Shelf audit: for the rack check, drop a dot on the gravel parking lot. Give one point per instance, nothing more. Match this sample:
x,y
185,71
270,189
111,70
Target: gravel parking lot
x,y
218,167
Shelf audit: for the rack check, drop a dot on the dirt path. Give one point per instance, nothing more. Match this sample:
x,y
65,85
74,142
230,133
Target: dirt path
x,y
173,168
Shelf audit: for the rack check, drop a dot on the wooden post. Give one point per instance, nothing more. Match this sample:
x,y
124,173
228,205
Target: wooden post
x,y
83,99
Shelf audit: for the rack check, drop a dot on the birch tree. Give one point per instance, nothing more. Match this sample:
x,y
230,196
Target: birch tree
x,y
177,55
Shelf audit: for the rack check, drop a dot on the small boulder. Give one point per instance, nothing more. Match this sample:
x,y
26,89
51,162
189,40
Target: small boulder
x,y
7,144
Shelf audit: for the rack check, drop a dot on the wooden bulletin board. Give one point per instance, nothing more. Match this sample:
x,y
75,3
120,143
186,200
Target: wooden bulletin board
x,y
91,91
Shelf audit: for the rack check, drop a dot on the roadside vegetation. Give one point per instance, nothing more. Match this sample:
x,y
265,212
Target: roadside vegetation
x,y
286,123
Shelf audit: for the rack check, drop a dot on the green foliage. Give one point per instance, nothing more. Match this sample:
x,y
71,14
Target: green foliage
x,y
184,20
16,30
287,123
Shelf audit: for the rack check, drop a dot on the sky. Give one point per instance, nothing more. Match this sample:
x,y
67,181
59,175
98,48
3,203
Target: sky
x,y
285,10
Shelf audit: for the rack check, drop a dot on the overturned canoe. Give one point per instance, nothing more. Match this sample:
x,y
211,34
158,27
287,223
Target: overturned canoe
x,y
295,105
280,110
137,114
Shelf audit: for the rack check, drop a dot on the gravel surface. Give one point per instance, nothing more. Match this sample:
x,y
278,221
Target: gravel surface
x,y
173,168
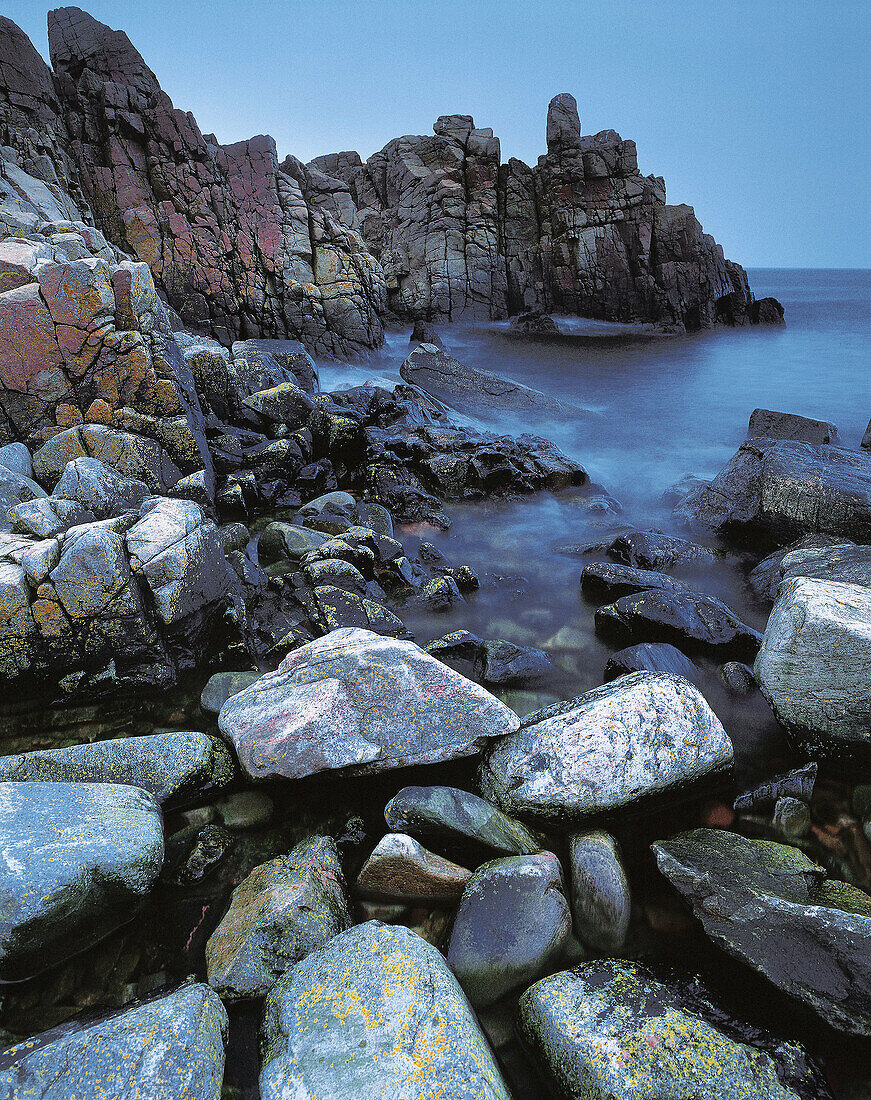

PROBLEM TO SOLVE :: Locate every line above that contains the word "surface" and copy each of those lines.

COMPLETE OUTPUT ::
Shelf audit: for the rack check, drop a dot on the gravel surface. Give one point per instance, nothing more. Match this sample:
Target: gravel surface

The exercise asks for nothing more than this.